-- Opening Marker --
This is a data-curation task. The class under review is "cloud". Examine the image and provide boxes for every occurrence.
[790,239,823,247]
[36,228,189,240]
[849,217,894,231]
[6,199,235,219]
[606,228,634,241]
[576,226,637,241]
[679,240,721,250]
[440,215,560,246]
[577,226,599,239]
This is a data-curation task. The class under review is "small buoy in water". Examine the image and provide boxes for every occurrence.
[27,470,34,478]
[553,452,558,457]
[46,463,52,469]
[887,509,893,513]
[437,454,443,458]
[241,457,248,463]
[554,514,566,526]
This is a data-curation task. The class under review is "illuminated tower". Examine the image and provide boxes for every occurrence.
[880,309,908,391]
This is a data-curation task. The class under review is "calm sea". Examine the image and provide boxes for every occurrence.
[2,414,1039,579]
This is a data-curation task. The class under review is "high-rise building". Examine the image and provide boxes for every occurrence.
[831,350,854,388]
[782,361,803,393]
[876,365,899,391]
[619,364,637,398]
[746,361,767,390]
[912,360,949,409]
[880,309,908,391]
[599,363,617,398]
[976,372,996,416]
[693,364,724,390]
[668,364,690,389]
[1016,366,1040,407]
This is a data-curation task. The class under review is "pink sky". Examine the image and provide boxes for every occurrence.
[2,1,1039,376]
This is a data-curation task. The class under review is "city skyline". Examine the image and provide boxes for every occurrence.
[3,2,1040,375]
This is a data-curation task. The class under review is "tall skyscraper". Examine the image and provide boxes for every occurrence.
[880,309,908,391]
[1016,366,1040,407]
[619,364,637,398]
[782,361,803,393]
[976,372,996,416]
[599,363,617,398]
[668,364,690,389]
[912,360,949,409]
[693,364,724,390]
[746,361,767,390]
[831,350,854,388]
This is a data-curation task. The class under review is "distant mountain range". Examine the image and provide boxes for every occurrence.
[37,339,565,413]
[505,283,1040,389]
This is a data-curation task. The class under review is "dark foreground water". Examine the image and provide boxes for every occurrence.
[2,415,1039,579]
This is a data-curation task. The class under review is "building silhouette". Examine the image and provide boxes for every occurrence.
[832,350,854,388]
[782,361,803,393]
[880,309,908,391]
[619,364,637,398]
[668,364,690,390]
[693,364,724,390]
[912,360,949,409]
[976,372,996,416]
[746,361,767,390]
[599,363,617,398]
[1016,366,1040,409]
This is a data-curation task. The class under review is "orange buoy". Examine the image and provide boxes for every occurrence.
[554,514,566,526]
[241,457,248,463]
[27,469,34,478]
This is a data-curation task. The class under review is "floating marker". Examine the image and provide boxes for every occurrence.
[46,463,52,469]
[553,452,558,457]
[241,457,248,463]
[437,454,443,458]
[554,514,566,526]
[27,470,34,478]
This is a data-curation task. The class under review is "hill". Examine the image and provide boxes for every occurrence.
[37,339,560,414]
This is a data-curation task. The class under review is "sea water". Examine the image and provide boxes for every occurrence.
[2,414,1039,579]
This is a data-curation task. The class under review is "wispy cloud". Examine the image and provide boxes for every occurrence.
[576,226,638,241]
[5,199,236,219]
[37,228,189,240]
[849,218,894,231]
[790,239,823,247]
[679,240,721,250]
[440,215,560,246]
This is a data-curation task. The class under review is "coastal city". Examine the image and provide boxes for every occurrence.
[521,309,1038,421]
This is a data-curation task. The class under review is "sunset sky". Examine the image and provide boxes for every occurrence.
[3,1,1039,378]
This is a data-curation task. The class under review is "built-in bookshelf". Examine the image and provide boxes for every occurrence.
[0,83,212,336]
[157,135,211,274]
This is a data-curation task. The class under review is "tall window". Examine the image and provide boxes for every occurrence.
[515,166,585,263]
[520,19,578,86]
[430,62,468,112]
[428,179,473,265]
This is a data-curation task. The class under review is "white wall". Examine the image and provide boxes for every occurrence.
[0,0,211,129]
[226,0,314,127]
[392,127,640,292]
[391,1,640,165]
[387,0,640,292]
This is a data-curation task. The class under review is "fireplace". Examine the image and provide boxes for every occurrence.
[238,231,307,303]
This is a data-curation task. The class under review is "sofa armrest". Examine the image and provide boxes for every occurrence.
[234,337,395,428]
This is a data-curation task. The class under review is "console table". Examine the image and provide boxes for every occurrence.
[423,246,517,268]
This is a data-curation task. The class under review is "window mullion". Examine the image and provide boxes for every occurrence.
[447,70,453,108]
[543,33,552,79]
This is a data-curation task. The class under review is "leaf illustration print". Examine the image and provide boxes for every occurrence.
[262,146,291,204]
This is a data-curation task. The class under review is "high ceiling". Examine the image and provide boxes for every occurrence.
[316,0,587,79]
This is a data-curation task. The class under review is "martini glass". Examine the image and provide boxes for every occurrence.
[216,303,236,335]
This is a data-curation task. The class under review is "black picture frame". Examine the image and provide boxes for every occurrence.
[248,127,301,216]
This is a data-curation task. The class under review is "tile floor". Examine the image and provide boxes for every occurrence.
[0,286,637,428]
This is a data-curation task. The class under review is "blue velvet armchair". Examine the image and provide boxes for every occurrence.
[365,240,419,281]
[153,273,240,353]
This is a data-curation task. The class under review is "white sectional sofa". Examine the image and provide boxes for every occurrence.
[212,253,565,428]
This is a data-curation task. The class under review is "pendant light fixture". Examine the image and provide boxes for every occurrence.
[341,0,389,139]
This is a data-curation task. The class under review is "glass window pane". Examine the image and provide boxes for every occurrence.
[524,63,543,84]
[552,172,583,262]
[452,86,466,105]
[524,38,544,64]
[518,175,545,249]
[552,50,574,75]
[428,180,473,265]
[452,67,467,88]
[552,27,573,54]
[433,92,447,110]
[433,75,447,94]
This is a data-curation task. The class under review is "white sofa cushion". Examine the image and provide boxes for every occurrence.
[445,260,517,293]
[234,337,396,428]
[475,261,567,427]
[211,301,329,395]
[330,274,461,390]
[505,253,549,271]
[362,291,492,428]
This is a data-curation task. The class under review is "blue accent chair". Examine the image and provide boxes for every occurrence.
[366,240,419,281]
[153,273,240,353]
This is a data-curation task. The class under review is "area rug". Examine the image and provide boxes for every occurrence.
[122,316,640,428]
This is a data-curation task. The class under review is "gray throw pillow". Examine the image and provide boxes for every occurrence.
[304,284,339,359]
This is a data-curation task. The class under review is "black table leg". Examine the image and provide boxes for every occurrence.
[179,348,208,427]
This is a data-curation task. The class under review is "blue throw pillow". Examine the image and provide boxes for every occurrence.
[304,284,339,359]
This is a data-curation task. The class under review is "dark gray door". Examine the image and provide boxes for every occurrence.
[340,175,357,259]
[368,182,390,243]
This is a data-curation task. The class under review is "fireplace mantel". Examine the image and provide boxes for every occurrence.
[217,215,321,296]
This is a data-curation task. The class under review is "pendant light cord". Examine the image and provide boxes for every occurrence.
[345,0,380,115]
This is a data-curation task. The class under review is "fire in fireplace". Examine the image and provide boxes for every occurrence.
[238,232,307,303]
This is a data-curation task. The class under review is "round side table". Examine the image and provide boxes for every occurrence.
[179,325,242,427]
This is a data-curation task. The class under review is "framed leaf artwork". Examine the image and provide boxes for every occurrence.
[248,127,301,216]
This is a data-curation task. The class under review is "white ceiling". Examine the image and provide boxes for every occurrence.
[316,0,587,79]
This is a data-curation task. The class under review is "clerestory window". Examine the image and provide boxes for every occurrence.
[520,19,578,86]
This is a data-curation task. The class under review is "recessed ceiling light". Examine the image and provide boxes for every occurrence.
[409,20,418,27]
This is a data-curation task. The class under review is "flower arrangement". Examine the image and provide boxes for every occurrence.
-- Closing Marker --
● **REQUIREMENT**: Going line by line, copy the data above exactly.

● **RESULT**:
This is a data-curation task. The class under review is "cloud". Examine the image and provide boxes for every occurrence.
[790,239,823,247]
[36,228,189,240]
[849,217,894,231]
[6,199,235,219]
[606,228,634,241]
[576,226,637,241]
[679,240,721,250]
[440,215,560,246]
[577,226,599,239]
This is a data-curation task. The class under review is "small buoy in water". Examine the image and provide boxes for every occurrence.
[27,470,34,478]
[553,452,558,457]
[46,463,52,469]
[887,509,893,513]
[437,454,443,458]
[241,457,248,463]
[554,514,566,526]
This is a data-curation task. The class under review is "illuminated tower". Examine the image and provide boxes for every occurrence.
[880,309,908,391]
This is a data-curation task. The class under review is "calm sea". Examine the image and provide boxes for every occurrence.
[2,414,1039,579]
This is a data-curation task. The class under review is "high-rise building". Examine the image and provide boxes for every occurrence.
[831,350,854,388]
[782,361,803,393]
[876,365,899,391]
[619,364,637,398]
[746,361,767,390]
[912,360,949,409]
[880,309,908,391]
[599,363,617,398]
[976,372,996,416]
[693,364,724,390]
[668,364,690,389]
[1016,366,1040,407]
This is a data-curation task. The class under review is "pink sky". Examine the image and provide boxes for every occurrence.
[2,1,1039,376]
This is a data-curation task. The class under review is "city skyline". Examine the image and provide boxes for every occurrence.
[3,2,1040,375]
This is a data-curation task. The class under review is "tall skyscraper". Examine the image and provide boxes for every occurrence.
[880,309,908,391]
[1016,366,1040,407]
[619,364,637,398]
[782,361,803,393]
[976,372,996,416]
[599,363,617,398]
[668,364,690,389]
[912,360,949,409]
[693,364,724,390]
[746,361,767,390]
[831,350,854,388]
This is a data-curation task. The class under review is "distant mountain range". Examine the image and provide boxes for every occurrence.
[37,339,565,413]
[505,283,1040,389]
This is a data-curation task. The class under review is "dark foreground water". Examine the image and provide boxes for every occurrence.
[2,415,1039,579]
This is a data-curation task. The class under review is "building silhouette". Examine the image and provide boxes for every occurrence.
[832,350,854,388]
[782,361,803,393]
[880,309,908,391]
[619,364,637,398]
[668,364,690,390]
[693,364,724,390]
[912,360,949,409]
[976,372,996,416]
[746,361,767,390]
[599,363,617,398]
[1016,366,1040,409]
This is a data-curation task. The class under review is "orange buoy". Examine the image and provide boxes for every occurrence.
[554,514,566,526]
[241,457,248,463]
[27,469,34,478]
This is a data-curation task. The class under review is "floating marker". Examine the image and provide boxes for every occurrence.
[46,463,52,469]
[553,452,558,457]
[241,457,248,463]
[437,454,443,458]
[554,514,566,526]
[27,470,34,478]
This is a data-curation task. The class under review is "hill". Examine the image and provide boxes for every occurrence.
[37,339,560,414]
This is a data-curation task. The class under review is "sea water". Examine the image and provide boxes for every occurrence.
[2,414,1039,579]
This is a data-curation task. The class under review is "wispy cloud". Examine the image and provide boxes for every occurrence.
[576,226,638,241]
[5,199,236,219]
[37,228,189,240]
[849,218,894,231]
[790,239,823,247]
[679,240,721,250]
[440,215,560,246]
This is a data-curation task. The class under review is "coastal city". Examine the image and provide boxes for every occurrence.
[521,309,1038,421]
This is a data-curation task. The class under review is "sunset sky". Examine the image and provide boxes for every occurrence.
[3,1,1039,378]
This is a data-curation task. The class under review is "built-in bookshelf". Examine the image and provide boxes for every occurrence.
[0,83,212,336]
[157,135,211,274]
This is a data-curation task. The class under review is "tall window". Examine the image and provide boxes for every occurrence.
[515,166,585,263]
[520,19,578,86]
[430,62,468,112]
[428,179,473,265]
This is a data-curation task. The class under review is "white wall". Examine the image and provide boxes for every occurrence.
[0,0,211,129]
[226,0,314,127]
[392,127,640,292]
[391,1,640,165]
[387,0,640,292]
This is a data-curation task. The class under review is "fireplace". Examine the image and provide boxes for every occurrence.
[238,231,307,303]
This is a data-curation task. The class under review is "sofa armrest". Examine the image and provide boxes for every occurrence.
[234,337,395,428]
This is a data-curation task. The class under review is "console table". Examine the image and provide boxes for every occurrence.
[423,246,517,268]
This is a data-curation task. The class under review is "window mullion". Examine the image and provide boxes for every occurrence.
[447,70,453,108]
[543,33,552,79]
This is a data-curation task. The class under review is "leaf illustration print". Examine the image and provide boxes for every occurrence.
[262,146,291,204]
This is a data-curation task. The class under review is "high ceiling". Examine the image and provide boxes for every occurrence.
[316,0,587,79]
This is a data-curation task. The class under review is "martini glass". Examine the image and provide boxes for every occurrence.
[216,303,236,335]
This is a data-curation task. The class under review is "black picture frame". Examine the image and provide boxes for every occurrence.
[248,127,301,216]
This is a data-curation task. The class under review is "tile floor". Examine the image and provide boxes for every occurrence.
[0,286,637,428]
This is a data-curation task. The class under review is "blue velvet armchair". Examine the image and provide boxes for every occurrence.
[365,240,419,281]
[153,273,240,353]
This is a data-curation task. The class under review is "white sectional sofa". Examine the image and provide boxes for every occurrence.
[212,253,565,428]
This is a data-curation task. The class under review is "pendant light fixture". Examine the image and provide boxes for every occurrence.
[341,0,389,139]
This is a data-curation task. The class under review is "glass window pane". Examine the image and provide boxes for every occurrence.
[524,63,543,84]
[552,172,583,262]
[452,86,466,105]
[524,38,544,64]
[518,175,545,249]
[552,50,574,75]
[428,180,473,265]
[452,67,467,88]
[552,27,573,54]
[433,92,447,110]
[433,75,447,94]
This is a data-curation task. The class under review is "white sofa cushion". Examine the image and provide boxes for every occurrence.
[445,260,517,293]
[234,337,396,428]
[475,261,567,427]
[211,301,329,395]
[330,274,461,390]
[505,253,549,271]
[362,291,492,428]
This is a data-curation task. The class under review is "blue accent chair". Examine the image and provide boxes for every occurrence.
[366,240,419,281]
[153,273,240,353]
This is a data-curation task. The class under review is "area rug". Examine the image and provide boxes for every occurrence.
[122,316,640,428]
This is a data-curation task. The class under review is "gray throw pillow". Examine the image and provide boxes for every occurrence.
[304,284,339,359]
This is a data-curation task. The class under review is "black table leg". Examine the image and provide boxes for every occurrence.
[179,348,208,427]
This is a data-curation task. The class under review is "blue throw pillow". Examine the image and provide boxes for every occurrence.
[304,284,339,359]
This is a data-curation task. The class under review is "dark gray door". Examine the image and provide boxes for every occurrence.
[340,175,357,259]
[368,182,390,243]
This is a data-curation task. The class under review is "fireplace mantel". Examine the image and provide boxes for every occurrence.
[217,215,321,296]
This is a data-curation task. The class under review is "pendant light cord". Examine the image and provide boxes for every occurrence.
[345,0,380,115]
This is a data-curation task. The class under review is "fire in fireplace". Examine the image and provide boxes for every occurrence.
[238,232,307,303]
This is a data-curation task. The class under review is "round side table". Examine the image and provide boxes for every occurrence.
[179,325,242,427]
This is a data-curation task. The class under review is "framed leaf artwork". Examine the image and provide boxes for every occurrence.
[248,127,301,216]
This is a data-curation task. The class under review is "white ceiling". Examine the image and provide boxes for every occurrence.
[316,0,587,79]
This is a data-curation task. The class under review is "clerestory window". Examine the image and provide boxes for every occurrence.
[520,19,578,86]
This is a data-curation task. The class under review is "recessed ceiling light". Examine the image and provide boxes for every occurrence.
[409,20,418,27]
This is a data-curation task. The class under review is "flower arrangement". Examine the image and provide boxes for every occurrence.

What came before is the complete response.